En mai 2006, l’association Mnémosyne (association pour le développement de l’histoire des femmes et du genre), à la suite d’une journée d’études organisée le 1er octobre 2005, consacrait le quatrième numéro de son bulletin d’information à la bande dessinée, abordée comme un « nouveau chantier » ; on y lisait notamment la retranscription d’une table ronde à laquelle j’avais participé, aux côtés de Chantal Montellier, Jeanne Puchol et Perrine Rouillon.

______________________________

**Consigne de travail**
Résumez le passage proposé en une seule phrase.

**Données fournies**
______________________________

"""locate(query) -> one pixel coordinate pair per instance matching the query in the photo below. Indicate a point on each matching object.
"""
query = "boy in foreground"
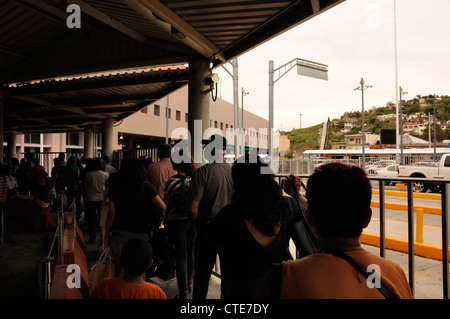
(136, 258)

______________________________

**Résultat obtenu**
En mai 2006, après une journée d’études tenue le 1er octobre 2005, l’association Mnémosyne a consacré le quatrième numéro de son bulletin d’information à la bande dessinée, présentée comme un « nouveau chantier », et y a publié la retranscription d’une table ronde réunissant Chantal Montellier, Jeanne Puchol, Perrine Rouillon et la personne qui écrit le passage.